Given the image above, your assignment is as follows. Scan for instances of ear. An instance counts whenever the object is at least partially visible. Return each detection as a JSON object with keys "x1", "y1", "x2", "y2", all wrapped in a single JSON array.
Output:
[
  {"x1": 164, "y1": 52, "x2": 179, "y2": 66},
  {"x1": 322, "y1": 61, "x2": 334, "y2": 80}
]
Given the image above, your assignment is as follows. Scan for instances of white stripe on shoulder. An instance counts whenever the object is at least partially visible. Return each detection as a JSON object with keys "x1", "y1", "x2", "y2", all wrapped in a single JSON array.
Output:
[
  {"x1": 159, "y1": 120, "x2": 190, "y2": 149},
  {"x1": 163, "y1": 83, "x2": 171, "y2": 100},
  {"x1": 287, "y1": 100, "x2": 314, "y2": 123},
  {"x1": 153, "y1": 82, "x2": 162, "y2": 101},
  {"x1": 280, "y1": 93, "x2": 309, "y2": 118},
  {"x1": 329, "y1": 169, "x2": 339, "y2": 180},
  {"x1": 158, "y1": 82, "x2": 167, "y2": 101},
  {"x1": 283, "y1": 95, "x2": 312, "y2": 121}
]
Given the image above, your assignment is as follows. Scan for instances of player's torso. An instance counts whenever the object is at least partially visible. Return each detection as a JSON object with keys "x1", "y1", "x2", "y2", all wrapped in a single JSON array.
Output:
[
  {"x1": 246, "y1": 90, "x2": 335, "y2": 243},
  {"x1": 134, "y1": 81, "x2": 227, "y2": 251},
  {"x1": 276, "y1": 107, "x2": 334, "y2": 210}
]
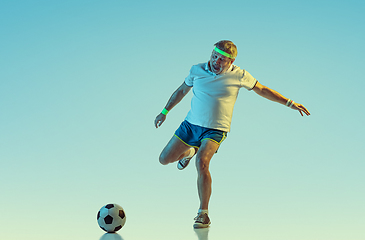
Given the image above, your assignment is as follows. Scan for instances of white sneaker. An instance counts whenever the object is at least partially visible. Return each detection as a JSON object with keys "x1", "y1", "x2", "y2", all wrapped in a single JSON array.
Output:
[
  {"x1": 177, "y1": 148, "x2": 195, "y2": 170},
  {"x1": 193, "y1": 212, "x2": 211, "y2": 228}
]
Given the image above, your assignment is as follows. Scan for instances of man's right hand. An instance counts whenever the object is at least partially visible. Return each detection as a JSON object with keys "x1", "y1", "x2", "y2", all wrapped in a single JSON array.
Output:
[{"x1": 155, "y1": 113, "x2": 166, "y2": 128}]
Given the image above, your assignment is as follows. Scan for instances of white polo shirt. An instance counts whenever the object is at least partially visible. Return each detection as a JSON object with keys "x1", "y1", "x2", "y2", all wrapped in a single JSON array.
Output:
[{"x1": 184, "y1": 62, "x2": 257, "y2": 132}]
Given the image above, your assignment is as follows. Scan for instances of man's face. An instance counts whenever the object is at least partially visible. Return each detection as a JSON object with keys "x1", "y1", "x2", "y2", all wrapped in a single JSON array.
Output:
[{"x1": 209, "y1": 50, "x2": 234, "y2": 75}]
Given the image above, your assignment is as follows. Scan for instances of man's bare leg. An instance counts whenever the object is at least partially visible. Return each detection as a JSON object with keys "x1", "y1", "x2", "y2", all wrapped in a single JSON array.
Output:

============

§ YOUR INSTRUCTIONS
Starting at the top of the listing above, repeat every line exactly until the line that contains "instances of player's" has been repeated too.

§ EXERCISE RESPONSE
Given the image above, your assignment is as follows. Scan for instances of ear. An instance counts whenever the object is at least partially visible. Return each detection as a JSON object with keys "x1", "y1", "x2", "y2", all wrapped in a single JSON array.
Output:
[
  {"x1": 164, "y1": 52, "x2": 179, "y2": 66},
  {"x1": 322, "y1": 61, "x2": 334, "y2": 80}
]
Given the image above, your assignment is as follows. Scan for instances of white stripe on shoulder. An instance counts whenever the object is at least partially visible. Return each detection as a JSON object with keys "x1", "y1", "x2", "y2", all wrapped in a single JSON array.
Output:
[
  {"x1": 159, "y1": 120, "x2": 190, "y2": 149},
  {"x1": 163, "y1": 83, "x2": 171, "y2": 100},
  {"x1": 287, "y1": 100, "x2": 314, "y2": 123},
  {"x1": 153, "y1": 82, "x2": 162, "y2": 101},
  {"x1": 280, "y1": 93, "x2": 309, "y2": 118},
  {"x1": 329, "y1": 169, "x2": 339, "y2": 180},
  {"x1": 158, "y1": 82, "x2": 167, "y2": 101},
  {"x1": 283, "y1": 95, "x2": 312, "y2": 121}
]
Given the image above, your assignment is as follows. Scan for instances of player's torso. An instance counts whenever the object is at least partially visible. Return each detection as a JSON object with keys "x1", "y1", "x2", "y2", all wrapped in a single JSON array.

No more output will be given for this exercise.